From the records below, copy out the lines character for character, starting with the line that contains "target: **flat terrain**" and ending with the line that contains "[[0, 120], [120, 120], [120, 106], [0, 106]]", both included.

DATA TO PROCESS -
— Begin —

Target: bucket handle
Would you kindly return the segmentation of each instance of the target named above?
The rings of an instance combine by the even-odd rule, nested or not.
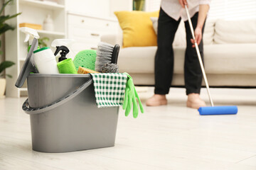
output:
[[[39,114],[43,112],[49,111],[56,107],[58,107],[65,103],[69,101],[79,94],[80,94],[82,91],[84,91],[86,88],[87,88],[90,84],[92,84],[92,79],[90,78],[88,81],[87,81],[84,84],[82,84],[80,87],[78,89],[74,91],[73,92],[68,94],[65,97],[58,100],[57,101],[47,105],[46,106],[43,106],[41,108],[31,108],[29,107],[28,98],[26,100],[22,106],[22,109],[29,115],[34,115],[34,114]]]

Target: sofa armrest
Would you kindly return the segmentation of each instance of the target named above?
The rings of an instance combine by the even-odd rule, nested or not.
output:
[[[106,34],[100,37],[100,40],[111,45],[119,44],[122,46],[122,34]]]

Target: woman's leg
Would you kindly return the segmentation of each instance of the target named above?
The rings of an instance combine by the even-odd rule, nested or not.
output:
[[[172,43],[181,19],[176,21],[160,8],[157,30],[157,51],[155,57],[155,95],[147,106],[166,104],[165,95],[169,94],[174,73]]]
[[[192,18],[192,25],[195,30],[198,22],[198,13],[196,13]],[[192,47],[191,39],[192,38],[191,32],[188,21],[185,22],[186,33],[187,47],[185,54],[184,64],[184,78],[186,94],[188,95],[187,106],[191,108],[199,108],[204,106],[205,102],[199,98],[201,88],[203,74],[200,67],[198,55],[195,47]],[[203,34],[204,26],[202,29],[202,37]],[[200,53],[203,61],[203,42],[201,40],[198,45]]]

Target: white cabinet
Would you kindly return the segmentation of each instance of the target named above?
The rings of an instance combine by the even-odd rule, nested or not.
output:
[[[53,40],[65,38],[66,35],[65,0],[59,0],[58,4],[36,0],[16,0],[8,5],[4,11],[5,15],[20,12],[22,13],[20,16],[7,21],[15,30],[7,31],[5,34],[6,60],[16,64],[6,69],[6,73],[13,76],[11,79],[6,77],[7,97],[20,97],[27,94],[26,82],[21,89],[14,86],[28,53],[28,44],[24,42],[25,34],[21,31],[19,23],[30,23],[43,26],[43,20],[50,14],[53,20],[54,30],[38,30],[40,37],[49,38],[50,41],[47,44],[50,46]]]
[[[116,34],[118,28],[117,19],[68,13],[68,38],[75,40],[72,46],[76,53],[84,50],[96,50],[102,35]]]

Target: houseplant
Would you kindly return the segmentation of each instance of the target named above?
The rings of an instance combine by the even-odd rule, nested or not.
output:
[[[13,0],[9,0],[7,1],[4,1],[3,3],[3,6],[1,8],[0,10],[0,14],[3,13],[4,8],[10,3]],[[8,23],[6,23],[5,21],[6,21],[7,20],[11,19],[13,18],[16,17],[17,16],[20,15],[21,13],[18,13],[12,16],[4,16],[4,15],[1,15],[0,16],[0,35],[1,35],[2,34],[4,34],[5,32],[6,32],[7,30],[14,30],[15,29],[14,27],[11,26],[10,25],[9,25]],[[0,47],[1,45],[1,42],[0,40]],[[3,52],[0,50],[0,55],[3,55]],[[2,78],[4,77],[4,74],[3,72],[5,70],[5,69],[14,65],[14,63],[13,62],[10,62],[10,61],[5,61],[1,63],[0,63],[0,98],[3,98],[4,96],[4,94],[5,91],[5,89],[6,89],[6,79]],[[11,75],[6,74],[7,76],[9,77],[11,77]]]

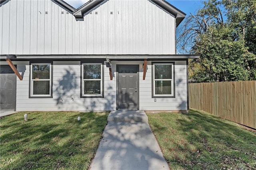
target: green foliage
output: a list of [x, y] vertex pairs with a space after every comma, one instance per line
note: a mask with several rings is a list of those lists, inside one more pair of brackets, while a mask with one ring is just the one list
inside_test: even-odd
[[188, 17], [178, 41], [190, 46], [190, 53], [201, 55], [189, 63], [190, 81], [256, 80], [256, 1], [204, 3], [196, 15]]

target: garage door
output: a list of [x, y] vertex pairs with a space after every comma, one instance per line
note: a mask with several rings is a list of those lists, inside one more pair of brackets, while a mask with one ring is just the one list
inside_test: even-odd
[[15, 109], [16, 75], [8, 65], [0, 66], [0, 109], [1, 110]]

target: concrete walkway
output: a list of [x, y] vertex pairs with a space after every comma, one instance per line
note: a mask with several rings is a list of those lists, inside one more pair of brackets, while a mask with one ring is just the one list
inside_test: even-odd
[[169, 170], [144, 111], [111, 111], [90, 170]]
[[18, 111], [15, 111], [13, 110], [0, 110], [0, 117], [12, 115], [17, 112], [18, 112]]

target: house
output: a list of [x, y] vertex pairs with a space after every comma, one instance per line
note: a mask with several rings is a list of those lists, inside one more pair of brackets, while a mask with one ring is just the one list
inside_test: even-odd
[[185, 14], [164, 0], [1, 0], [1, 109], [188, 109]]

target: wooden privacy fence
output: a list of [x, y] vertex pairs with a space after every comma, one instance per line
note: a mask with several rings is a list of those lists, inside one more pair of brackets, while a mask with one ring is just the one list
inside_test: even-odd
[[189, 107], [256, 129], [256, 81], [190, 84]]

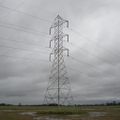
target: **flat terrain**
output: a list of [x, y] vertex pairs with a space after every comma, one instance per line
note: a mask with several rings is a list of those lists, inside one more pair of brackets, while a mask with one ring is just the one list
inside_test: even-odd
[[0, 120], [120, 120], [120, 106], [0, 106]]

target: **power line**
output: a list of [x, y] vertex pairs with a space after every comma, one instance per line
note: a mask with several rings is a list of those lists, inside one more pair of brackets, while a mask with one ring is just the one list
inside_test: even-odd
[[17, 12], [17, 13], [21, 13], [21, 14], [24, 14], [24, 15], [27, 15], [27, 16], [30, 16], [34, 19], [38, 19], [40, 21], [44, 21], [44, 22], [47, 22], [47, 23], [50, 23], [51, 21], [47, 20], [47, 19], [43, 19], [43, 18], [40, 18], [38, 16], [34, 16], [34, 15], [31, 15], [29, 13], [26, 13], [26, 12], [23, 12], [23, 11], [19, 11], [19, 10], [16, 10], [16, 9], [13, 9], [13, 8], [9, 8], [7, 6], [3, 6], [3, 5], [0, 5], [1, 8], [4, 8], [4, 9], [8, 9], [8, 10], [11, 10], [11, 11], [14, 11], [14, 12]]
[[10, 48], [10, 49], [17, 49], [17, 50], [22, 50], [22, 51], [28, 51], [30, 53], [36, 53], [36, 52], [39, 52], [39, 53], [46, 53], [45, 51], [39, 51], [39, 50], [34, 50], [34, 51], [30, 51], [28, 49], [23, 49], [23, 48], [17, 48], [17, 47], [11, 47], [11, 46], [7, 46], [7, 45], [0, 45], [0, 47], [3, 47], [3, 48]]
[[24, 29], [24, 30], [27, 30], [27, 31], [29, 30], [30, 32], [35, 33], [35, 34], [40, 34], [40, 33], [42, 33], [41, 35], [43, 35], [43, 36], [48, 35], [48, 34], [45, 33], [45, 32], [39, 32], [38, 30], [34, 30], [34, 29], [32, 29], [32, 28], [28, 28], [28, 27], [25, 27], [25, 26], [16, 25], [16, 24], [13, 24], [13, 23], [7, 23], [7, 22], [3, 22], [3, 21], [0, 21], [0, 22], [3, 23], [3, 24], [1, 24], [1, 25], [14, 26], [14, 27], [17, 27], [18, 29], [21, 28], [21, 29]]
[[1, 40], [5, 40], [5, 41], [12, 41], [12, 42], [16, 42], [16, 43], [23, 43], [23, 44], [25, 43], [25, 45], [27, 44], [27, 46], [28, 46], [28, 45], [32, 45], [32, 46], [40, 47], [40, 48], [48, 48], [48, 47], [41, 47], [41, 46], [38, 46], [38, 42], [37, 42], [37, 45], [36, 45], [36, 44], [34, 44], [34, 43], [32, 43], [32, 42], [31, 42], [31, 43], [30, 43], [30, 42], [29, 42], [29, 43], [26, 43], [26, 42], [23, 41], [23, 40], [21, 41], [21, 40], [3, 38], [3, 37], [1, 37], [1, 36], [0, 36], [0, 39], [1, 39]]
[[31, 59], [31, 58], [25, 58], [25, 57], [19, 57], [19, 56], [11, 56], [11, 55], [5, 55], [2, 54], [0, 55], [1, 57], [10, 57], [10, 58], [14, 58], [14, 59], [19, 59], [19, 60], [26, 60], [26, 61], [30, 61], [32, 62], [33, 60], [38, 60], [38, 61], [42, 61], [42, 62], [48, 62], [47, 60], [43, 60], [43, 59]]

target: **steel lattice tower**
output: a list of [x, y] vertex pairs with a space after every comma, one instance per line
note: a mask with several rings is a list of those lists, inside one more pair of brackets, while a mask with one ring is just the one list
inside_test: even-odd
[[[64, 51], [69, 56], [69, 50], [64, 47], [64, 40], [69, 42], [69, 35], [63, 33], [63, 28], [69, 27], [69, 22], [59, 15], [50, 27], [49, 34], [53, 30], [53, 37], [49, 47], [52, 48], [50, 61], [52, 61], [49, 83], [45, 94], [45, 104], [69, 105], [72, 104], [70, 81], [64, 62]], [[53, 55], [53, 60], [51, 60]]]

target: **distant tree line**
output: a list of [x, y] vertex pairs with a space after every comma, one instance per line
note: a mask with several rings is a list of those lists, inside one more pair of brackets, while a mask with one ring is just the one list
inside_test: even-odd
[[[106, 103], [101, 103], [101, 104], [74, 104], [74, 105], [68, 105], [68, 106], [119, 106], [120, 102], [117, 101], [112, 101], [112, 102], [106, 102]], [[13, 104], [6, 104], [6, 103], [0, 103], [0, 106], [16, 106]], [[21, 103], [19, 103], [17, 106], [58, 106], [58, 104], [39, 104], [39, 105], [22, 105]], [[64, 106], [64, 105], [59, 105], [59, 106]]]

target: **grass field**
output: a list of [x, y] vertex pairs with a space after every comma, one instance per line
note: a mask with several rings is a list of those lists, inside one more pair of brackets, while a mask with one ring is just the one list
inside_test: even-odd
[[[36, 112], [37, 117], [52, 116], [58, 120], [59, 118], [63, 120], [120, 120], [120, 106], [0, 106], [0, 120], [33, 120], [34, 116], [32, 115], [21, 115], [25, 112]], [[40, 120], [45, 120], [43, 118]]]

— End —
— Begin —

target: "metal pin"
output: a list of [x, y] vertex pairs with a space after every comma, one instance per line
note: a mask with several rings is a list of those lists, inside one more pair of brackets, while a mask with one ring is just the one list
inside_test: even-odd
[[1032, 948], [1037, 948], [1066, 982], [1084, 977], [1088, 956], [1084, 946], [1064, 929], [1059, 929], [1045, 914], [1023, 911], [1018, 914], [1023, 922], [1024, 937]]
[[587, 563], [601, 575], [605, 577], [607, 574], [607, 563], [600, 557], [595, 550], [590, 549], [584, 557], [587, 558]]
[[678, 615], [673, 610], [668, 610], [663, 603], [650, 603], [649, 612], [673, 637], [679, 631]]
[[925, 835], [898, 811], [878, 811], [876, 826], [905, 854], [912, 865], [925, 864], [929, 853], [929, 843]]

— End —
— Begin —

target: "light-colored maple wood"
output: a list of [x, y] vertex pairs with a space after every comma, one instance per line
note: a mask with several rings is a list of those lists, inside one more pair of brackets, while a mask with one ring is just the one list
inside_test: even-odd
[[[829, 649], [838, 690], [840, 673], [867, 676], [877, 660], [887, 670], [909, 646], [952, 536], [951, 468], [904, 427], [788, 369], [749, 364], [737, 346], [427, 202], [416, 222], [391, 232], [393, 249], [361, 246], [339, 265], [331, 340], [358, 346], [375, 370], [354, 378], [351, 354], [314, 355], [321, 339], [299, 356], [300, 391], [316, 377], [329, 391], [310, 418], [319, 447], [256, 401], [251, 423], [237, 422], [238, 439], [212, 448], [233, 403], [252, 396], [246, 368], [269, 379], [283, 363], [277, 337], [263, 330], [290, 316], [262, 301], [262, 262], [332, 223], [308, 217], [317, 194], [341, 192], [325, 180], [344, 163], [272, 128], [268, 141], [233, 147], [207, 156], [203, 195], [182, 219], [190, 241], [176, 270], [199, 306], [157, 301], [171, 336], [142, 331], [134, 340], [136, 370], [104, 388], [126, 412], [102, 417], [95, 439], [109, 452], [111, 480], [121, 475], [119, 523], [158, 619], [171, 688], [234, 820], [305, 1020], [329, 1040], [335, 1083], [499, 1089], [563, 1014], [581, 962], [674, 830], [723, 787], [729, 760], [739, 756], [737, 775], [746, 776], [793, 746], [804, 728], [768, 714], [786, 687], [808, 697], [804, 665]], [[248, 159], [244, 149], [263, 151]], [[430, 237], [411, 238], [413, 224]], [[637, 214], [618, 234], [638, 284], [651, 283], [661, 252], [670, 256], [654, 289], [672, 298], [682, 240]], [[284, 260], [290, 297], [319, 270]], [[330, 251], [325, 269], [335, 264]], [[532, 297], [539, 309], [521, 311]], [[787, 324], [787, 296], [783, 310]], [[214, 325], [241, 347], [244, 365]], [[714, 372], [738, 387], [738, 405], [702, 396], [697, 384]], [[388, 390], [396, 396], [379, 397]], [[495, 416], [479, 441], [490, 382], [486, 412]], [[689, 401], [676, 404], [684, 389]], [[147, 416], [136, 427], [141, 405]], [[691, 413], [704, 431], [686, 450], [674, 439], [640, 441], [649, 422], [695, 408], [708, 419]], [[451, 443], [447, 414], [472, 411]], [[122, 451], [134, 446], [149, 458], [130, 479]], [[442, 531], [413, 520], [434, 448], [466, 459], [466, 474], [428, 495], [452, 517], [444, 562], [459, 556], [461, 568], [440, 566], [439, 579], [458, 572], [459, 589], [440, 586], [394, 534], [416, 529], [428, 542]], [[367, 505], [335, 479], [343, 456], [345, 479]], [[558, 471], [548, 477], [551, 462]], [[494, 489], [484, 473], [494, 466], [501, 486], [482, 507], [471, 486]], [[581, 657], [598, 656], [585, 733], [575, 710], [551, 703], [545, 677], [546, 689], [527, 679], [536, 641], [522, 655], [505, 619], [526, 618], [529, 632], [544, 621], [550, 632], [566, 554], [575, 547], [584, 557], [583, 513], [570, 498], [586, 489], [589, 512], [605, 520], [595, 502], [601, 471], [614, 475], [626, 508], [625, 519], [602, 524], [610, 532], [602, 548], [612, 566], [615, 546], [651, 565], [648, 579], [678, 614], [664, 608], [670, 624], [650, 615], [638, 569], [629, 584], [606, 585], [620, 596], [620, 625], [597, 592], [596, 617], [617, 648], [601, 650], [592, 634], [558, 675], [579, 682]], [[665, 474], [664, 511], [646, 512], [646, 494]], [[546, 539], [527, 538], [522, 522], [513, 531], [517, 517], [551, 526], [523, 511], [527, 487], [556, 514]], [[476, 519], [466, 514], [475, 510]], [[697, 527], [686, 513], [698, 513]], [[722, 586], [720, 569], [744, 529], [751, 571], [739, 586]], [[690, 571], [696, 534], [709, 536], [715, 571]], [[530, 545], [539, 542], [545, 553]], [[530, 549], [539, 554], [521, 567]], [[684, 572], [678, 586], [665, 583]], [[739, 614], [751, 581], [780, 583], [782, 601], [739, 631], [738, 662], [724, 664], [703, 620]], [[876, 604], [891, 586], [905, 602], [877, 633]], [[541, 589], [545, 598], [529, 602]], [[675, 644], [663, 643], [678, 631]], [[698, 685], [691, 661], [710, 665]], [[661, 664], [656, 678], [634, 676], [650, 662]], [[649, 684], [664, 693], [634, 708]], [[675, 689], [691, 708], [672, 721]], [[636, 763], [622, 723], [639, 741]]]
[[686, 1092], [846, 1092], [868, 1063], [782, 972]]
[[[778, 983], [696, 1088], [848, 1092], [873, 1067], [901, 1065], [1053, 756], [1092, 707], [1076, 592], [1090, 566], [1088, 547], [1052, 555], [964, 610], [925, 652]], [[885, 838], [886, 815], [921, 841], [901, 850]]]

— End —

SOLVED EXERCISE -
target: **flat terrain**
output: a list of [x, y] vertex pairs with a space after every comma, one instance per line
note: a mask with several rings is a list of those lists, inside one more pair of brackets, while a mask with one ring is just the one list
inside_test: even-odd
[[0, 120], [120, 120], [120, 106], [0, 106]]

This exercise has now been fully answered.